------ AVAILABLE RECORDS

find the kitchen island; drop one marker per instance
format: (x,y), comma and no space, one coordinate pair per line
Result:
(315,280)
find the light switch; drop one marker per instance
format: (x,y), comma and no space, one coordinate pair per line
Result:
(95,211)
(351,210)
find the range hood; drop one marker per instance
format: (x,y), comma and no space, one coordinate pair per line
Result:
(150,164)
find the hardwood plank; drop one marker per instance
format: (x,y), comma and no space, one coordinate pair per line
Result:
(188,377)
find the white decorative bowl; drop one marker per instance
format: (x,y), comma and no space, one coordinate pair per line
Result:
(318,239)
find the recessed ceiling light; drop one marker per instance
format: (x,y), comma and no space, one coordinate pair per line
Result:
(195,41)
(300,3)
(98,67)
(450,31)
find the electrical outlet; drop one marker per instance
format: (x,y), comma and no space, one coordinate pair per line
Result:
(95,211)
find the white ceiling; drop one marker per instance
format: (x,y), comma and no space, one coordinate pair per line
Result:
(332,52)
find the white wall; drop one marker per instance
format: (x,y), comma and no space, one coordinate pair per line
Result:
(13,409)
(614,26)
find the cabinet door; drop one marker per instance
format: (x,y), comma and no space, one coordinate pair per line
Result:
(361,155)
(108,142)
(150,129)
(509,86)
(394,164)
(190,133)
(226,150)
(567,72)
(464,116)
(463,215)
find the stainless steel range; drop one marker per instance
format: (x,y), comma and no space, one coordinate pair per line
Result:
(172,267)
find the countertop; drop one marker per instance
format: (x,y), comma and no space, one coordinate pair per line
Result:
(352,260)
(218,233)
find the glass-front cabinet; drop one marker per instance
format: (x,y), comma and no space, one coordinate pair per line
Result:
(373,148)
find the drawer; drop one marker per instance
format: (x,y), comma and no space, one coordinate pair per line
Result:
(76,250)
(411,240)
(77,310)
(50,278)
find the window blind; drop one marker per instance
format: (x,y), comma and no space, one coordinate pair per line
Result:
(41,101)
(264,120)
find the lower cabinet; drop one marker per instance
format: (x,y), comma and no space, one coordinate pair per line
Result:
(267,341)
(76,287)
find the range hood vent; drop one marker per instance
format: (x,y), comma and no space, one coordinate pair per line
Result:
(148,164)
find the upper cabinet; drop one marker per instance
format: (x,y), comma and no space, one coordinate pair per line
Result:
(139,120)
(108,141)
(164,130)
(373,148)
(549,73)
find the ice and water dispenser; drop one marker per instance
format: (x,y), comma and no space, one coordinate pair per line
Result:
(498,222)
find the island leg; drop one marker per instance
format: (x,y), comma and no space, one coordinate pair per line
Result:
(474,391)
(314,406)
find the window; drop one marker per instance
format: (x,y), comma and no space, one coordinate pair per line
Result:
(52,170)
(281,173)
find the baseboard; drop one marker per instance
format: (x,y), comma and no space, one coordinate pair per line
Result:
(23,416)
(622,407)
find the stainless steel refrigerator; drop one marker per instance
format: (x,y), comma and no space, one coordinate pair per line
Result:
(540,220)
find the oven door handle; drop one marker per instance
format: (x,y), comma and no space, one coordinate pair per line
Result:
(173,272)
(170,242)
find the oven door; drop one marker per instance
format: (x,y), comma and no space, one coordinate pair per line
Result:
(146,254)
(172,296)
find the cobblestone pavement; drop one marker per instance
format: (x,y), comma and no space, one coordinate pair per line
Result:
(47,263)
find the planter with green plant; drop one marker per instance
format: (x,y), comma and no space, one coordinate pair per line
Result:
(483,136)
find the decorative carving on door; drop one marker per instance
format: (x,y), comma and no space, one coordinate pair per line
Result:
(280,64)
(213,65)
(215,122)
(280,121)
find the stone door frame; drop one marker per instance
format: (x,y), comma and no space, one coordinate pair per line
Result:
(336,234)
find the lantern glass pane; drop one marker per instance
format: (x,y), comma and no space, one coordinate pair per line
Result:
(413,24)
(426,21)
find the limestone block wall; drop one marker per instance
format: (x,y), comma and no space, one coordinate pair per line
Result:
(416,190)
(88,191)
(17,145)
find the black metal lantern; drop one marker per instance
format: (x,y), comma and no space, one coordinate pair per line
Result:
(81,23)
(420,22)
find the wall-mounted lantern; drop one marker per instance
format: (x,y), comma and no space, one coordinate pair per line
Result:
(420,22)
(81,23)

------------

▶ _WHAT IS EXPECTED_
Extract, verbatim, the lines from the one containing "find the decorative" through the last line of the listing above.

▶ _SOLUTION FOR THIS TASK_
find the decorative carving on door; drop one marker per instance
format: (x,y), comma and no space, one coordinate pair per line
Result:
(280,64)
(213,65)
(215,122)
(280,121)
find the stone door frame; drop one marker per instance
format: (x,y), comma and no space, one coordinate pair per line
Result:
(336,234)
find the lantern glass pane; drop one marker per instance
format: (x,y), comma and no space, one coordinate pair per line
Result:
(413,24)
(426,21)
find the limestone block wall; drop one marker per instance
format: (x,y), comma and no space, one coordinate pair per line
Result:
(416,190)
(88,191)
(17,145)
find the black metal lantern; drop one marker per instance
format: (x,y), comma and no space, one coordinate pair per line
Result:
(81,23)
(420,22)
find the wall-mounted lantern; drop one marker per instance
format: (x,y), comma and no space, one coordinate pair per line
Result:
(420,22)
(81,23)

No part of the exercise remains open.